_Actions to take_
• A. In the article about Iowa radio homemaker Evelyn Birkby, list every point of praise the authors give Iowa's cuisine.
• B. Write the next part of the article about Iowa radio homemaker Evelyn Birkby, picking up after its final paragraph.

_Document text_
★ ★ ★
A.J. WILHELM
Culture

Good Neighbors

Dinner with Iowa’s most beloved radio homemaker

By Jane and Michael Stern


Published on October 11, 2010

Twenty years ago, we went to southwest Iowa and stayed awhile at the Tall Corn Motel in the town of Shenandoah. We've always had a special fondness for Iowa's cuisine: its cinnamon rolls are peerless; its respect for pork is legendary; it seems to have more great old soda fountains than anywhere else. It was during this visit that we had the best meal of our careers as chroniclers of road food, at the farmhouse of Evelyn Birkby, radio homemaker.

In the 1920s, when radio was new to most Americans, the medium was a godsend to isolated farm families in the Midwest, for whom solitude loomed as a daily problem. Radio homemakers were the heart and soul of Shenandoah's 500-watt KMA, which, in those days of uncluttered airwaves, bounced far and wide. To them, neighbor was a verb; at the microphone, which was often installed at their kitchen tables, they neighbored on the air, friendly and helpful voices to women starved for company. Evelyn Birkby, who began neighboring in 1950 with a daily show called Up a Country Lane, and who continues on KMA today (albeit less frequently), has shared her whole life with listeners. She has delivered encouragement when times were bad; she has discussed the toilet training of children and the decorating of farmhouse interiors; and she has shared her tribulations as a new wife struggling alongside her husband to raise chickens and hogs and to start a dairy farm.
★ ★ ★
_Data under study_
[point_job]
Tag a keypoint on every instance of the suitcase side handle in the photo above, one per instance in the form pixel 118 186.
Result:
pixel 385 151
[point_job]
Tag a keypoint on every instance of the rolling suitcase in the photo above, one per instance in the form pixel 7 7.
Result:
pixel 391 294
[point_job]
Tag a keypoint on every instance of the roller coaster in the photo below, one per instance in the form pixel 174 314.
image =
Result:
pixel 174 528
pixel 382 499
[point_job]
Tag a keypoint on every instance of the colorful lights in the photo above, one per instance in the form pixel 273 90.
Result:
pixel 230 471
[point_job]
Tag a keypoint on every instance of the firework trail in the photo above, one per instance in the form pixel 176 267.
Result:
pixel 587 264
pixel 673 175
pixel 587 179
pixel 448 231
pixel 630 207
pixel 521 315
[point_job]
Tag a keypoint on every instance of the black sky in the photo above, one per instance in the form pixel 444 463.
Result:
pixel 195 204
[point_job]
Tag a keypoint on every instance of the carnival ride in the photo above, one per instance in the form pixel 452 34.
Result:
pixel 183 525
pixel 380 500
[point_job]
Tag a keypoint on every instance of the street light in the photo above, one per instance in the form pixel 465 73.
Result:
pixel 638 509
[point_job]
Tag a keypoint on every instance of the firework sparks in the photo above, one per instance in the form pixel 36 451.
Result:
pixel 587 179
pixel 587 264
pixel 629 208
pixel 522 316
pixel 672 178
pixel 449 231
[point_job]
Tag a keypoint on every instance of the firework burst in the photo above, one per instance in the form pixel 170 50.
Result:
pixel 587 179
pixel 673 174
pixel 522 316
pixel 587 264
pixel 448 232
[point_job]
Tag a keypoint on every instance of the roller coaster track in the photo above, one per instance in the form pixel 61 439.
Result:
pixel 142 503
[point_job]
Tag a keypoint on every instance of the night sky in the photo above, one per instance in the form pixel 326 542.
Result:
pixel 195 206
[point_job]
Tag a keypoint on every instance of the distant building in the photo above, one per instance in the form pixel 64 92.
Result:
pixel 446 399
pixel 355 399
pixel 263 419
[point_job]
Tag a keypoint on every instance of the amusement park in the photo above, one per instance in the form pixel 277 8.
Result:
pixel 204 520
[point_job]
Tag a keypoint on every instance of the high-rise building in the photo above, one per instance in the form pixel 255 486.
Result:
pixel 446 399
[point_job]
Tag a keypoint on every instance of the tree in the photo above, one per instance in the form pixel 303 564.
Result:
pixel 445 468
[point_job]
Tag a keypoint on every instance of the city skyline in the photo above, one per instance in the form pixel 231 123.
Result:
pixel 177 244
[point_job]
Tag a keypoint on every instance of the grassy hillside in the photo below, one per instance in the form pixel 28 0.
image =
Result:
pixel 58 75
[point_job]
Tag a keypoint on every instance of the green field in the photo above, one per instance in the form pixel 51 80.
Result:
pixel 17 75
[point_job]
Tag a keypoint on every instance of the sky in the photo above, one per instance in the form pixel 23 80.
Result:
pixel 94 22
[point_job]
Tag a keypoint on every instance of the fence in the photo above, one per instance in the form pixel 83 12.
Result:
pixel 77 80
★ ★ ★
_Answers for each item_
• A.
- Its cinnamon rolls are peerless.
- Its respect for pork is legendary.
- It seems to have more great old soda fountains than anywhere else.

• B.
As a young woman who'd turned to radio homemakers herself for guidance, Evelyn came to understand that their ingenuous descriptions of white laundry flapping on the line and fruit pies cooling at the kitchen window were the folklore of rural life, and that the recipes they shared were something more than supper suggestions.
One day, we heard her tell her audience how to make yeast bread. She began her narration with the tale of a young wife so frustrated because her dough didn't rise that she buried it in the yard. The sun shone that day, the yeast began to work, and when her husband came home for supper, he looked out back and gasped at what appeared to be a fresh grave behind the house.

When we visited Evelyn 20 years ago, she took us to the local pharmacy for lunch-counter ice cream sodas and to her friend Emmy's cafe to eat fluffy cinnamon buns made with water from the boiled-potato pot. For our last night in town, she invited us to her home for what she billed as a real Iowa supper. We ate at twilight at a table on the screened porch in back of the house, where we could look out at the garden, listen to a family of nesting wrens, and see the equipment her husband, Bob, who worked for the Department of Agriculture, used to report climatic conditions to the United States Weather Service in Des Moines.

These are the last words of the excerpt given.